------ Text provided ------

To survey Christianity in the 20th century is far beyond what I am capable of doing (without becoming really boring). However, I think from 1950 on you can broadly see two big movements. From about 1950 to 1980, you have big clashes within Evangelical Protestantism between conservatives and "moderates" (really, they were soft liberals, but I am tipping my hand am I not?). The fights were nasty, splitting whole denominations. Lingering effects of it are still seen in the Mainline and Evangelical denominations today. Anyway, the clash produced very vitriolic debates centering wholly on theology and almost none on methodology. That's really where we get our image of angry preachers in old, hymn-driven, dead, formalized orthodoxy.
Spawned from that was the "Seeker Sensitive Movement" (1970s-2000s), pioneered by guys like Bill Hybels, the Willow Creek Association, and Rick Warren. They figured that the thing that kept people out of church was all that angry theological rhetoric and dead formality. Thus, they dressed down their suits to polos and khakis, starting bringing donuts and coffee into the sanctuary, and let dust collect on the pipe organ and piano. If theology and theological terms (verbal plenary inspiration, propitiation, inerrancy, hypostatic union, penal substitutionary atonement) turned people off from church and turned the cranky contenders on, then let's just ditch it. Instead, offer positive and practical sermons: "Five Ways to Improve Your Marriage", "Six Steps to Successful Stewardship", "Three Purposes of Fulfilling Family Time". Christian principles are in, "Christianese" is out. And it worked... for a time.

------ Dataset extract ------

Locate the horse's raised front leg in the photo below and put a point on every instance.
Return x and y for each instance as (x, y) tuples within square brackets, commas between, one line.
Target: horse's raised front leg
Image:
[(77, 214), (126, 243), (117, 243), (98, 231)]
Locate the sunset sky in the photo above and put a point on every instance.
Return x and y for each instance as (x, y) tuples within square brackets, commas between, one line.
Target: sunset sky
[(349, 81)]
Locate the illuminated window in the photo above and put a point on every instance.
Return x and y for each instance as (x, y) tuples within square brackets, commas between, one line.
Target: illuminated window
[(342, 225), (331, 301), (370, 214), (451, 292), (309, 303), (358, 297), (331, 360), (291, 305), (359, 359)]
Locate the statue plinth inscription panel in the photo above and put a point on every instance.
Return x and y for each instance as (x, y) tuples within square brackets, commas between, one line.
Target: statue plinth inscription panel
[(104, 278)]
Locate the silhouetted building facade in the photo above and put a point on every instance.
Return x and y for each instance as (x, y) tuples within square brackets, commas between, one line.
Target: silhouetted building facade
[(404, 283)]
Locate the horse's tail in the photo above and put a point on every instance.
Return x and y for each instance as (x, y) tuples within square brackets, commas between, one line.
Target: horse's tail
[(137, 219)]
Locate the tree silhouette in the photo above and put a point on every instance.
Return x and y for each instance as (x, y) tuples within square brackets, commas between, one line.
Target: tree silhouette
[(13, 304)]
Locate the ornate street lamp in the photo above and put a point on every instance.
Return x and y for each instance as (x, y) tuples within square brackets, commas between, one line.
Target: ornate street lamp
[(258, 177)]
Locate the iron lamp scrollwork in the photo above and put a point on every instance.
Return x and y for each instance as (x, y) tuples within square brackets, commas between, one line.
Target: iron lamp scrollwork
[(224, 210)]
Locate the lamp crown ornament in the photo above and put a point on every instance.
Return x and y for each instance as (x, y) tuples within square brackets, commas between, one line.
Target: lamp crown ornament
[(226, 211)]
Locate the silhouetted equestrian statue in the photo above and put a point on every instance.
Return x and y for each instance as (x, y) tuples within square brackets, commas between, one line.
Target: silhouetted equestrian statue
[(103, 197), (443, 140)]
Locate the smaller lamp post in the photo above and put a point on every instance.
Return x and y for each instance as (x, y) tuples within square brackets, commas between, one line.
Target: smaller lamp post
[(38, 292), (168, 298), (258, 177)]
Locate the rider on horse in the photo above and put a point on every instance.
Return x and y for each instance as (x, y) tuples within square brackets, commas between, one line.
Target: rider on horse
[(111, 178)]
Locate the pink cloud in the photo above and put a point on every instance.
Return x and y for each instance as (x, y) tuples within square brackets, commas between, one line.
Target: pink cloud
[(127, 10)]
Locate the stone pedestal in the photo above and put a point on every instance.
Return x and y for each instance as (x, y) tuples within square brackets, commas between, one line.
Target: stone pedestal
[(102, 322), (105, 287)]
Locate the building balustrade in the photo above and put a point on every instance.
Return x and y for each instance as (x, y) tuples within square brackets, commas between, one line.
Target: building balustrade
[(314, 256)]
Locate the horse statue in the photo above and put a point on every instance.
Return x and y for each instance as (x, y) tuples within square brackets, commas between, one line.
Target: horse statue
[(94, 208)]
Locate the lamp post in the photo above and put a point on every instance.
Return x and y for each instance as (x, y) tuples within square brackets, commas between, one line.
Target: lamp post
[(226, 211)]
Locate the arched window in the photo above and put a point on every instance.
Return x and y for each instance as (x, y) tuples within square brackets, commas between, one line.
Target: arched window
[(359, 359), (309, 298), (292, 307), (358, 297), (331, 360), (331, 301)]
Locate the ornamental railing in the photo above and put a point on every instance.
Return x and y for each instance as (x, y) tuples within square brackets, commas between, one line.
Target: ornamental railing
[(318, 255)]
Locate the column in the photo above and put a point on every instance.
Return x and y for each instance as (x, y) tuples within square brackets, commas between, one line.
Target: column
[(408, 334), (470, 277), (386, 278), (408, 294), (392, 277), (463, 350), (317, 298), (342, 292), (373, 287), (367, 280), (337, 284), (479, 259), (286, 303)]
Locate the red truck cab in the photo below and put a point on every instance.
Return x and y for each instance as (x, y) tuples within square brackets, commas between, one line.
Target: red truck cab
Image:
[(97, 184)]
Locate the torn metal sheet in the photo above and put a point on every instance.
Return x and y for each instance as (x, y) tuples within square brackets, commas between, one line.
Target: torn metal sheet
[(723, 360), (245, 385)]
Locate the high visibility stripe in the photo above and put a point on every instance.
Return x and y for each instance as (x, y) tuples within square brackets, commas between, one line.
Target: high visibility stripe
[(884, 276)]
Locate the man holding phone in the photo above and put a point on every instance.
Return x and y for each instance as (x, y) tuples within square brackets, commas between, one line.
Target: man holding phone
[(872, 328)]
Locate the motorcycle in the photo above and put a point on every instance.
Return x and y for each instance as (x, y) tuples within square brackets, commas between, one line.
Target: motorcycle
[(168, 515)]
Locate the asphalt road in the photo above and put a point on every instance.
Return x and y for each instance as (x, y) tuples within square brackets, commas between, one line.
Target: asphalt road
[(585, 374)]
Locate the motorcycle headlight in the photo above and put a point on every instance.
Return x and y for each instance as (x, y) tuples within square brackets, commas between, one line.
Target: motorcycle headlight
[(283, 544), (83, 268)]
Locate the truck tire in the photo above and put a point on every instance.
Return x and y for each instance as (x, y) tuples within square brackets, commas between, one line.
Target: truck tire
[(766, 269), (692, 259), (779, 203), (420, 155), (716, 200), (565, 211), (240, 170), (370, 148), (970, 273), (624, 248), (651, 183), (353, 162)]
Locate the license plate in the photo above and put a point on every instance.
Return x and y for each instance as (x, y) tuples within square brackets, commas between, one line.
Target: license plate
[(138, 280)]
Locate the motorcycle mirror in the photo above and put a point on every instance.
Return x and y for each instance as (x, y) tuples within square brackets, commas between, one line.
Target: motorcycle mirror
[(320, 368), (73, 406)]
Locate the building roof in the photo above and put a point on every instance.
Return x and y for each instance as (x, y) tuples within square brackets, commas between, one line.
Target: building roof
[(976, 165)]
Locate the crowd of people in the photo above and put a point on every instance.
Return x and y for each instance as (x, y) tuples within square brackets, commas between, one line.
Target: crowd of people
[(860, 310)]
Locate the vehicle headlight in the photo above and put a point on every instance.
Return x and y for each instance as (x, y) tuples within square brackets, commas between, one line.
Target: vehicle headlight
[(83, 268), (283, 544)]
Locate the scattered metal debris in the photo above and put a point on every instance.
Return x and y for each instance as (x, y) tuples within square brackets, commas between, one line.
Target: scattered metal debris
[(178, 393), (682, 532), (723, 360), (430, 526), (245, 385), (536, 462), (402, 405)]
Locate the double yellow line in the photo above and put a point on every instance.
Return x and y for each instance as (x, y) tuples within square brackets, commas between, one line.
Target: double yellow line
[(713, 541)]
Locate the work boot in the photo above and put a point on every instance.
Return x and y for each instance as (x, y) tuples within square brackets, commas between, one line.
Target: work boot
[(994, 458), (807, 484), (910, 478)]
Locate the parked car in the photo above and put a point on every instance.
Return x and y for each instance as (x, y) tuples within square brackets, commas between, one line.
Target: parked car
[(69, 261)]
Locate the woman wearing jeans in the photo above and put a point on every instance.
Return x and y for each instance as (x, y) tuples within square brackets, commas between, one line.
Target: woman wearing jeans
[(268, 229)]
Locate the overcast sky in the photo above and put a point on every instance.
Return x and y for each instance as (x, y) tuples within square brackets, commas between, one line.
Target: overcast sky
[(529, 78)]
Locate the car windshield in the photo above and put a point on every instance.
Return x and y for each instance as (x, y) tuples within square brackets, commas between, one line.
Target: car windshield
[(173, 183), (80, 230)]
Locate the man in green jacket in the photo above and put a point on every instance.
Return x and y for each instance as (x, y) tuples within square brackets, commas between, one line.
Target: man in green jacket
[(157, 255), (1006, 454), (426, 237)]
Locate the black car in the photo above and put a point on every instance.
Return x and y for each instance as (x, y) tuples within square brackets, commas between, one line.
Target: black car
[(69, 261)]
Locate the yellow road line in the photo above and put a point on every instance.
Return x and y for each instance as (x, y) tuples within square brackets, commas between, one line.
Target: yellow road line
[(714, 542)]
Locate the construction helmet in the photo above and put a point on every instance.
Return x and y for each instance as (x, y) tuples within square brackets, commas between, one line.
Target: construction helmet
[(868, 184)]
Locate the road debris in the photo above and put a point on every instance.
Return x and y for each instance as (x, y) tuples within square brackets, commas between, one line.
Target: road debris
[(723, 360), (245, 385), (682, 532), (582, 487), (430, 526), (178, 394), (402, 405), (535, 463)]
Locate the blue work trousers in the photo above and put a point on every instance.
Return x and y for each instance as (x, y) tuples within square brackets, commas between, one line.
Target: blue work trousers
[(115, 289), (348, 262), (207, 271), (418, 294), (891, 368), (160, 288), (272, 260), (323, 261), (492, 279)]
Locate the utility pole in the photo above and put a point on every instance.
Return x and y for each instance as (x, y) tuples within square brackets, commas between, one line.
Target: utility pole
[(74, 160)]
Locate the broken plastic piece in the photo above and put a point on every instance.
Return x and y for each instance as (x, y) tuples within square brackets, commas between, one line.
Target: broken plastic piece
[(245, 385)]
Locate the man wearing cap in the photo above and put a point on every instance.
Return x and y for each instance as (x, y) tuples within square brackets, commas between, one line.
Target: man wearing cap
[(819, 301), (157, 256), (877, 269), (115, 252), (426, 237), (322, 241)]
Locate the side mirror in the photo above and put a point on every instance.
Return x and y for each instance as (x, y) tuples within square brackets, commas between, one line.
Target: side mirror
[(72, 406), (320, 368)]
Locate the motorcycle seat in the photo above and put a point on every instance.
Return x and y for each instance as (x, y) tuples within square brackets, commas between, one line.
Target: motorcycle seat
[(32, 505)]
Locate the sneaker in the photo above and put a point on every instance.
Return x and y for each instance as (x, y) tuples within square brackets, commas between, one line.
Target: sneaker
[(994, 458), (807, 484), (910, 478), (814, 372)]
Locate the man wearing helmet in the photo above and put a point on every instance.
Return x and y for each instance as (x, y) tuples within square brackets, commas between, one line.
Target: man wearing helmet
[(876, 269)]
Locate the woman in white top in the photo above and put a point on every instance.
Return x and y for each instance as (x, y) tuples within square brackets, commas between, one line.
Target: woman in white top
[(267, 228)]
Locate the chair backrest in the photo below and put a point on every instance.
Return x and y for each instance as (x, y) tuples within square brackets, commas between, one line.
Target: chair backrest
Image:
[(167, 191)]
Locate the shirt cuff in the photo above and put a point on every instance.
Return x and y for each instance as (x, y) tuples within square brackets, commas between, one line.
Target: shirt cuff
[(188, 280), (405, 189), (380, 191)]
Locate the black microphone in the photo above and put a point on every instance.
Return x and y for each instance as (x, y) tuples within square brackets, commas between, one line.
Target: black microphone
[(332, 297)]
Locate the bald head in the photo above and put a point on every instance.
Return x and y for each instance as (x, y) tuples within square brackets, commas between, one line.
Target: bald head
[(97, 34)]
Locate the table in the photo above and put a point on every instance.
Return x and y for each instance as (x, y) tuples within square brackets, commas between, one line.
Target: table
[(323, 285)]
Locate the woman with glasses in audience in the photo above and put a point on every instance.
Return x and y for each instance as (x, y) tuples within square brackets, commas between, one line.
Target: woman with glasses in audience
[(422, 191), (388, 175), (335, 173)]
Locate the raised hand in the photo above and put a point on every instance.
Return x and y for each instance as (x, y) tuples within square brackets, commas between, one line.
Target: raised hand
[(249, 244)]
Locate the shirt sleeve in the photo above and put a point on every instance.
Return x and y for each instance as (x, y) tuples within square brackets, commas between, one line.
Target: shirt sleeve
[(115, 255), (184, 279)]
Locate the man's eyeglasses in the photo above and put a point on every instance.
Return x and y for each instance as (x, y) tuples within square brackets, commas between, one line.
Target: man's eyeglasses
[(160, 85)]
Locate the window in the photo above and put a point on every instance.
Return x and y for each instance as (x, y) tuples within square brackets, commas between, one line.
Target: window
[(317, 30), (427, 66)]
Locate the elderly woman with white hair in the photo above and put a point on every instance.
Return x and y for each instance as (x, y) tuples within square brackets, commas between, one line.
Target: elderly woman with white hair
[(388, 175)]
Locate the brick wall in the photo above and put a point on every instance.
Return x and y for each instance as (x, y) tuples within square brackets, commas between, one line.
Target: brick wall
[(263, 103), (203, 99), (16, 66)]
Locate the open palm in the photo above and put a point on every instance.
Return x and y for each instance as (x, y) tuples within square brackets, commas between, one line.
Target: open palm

------

Goal:
List every theological term that the passage about Christianity since 1950 gives as an example of language the Seeker Sensitive Movement dropped. Rely only on the passage about Christianity since 1950 and not on the rows.

Result of this task:
- verbal plenary inspiration
- propitiation
- inerrancy
- hypostatic union
- penal substitutionary atonement